▸ ABOUT THIS EXERCISE:
Only one stretch of the data below should be repeated: the lines from the line containing "Where can you see the stainless steel sink" through the line containing "Where can you see the oven door here?", inclusive, exactly as they are.

▸ GIVEN ENTRIES:

========================================================================

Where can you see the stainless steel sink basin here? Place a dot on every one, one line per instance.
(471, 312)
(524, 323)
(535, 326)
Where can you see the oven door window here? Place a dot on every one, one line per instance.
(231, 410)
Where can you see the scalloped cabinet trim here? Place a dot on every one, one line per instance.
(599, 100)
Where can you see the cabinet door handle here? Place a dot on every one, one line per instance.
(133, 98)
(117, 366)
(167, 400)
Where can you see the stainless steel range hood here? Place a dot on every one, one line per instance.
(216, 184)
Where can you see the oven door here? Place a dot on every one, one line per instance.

========================================================================

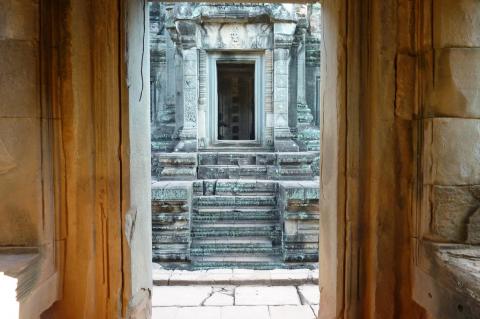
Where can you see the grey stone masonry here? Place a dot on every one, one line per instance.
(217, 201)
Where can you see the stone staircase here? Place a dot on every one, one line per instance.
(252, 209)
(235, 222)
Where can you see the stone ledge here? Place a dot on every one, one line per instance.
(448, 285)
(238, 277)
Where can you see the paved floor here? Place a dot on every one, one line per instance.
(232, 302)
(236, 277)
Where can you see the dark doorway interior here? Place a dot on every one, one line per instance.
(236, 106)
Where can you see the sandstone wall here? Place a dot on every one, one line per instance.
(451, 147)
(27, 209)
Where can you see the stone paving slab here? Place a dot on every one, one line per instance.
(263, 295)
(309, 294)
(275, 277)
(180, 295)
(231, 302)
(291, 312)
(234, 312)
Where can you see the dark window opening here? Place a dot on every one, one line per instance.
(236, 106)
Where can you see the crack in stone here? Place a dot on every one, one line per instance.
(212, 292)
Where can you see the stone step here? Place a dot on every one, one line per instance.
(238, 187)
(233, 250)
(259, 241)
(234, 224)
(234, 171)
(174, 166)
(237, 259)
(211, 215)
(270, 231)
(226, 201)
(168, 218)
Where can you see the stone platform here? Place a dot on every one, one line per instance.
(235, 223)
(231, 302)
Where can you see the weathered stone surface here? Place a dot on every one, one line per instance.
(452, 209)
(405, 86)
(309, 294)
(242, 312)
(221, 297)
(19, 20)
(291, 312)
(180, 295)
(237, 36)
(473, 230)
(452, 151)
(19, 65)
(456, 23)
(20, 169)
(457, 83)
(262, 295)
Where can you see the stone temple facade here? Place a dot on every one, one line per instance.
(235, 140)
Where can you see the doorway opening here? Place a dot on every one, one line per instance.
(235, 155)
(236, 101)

========================================================================

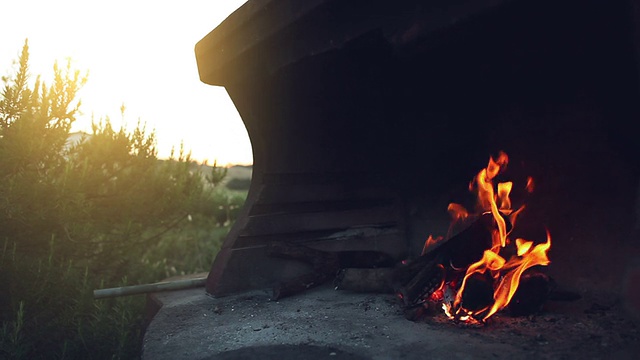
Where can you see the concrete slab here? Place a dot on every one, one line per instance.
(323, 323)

========================================================================

▸ ANSWER SECTION:
Where can you see the stainless steel sink basin here? Place a dot on every one, one line per instance.
(471, 312)
(524, 323)
(535, 326)
Where can you see the oven door window here? Place a dot on every one, one line per instance.
(231, 410)
Where can you see the scalloped cabinet trim here? Place a dot on every one, one line per instance.
(599, 100)
Where can you see the cabinet door handle here? Place a dot on every one, one line per instance.
(133, 98)
(117, 366)
(167, 400)
Where can you see the stainless steel range hood here? Place a dot on every one, one line per instance.
(216, 184)
Where can you see the oven door here? Place a dot on every one, one line per instance.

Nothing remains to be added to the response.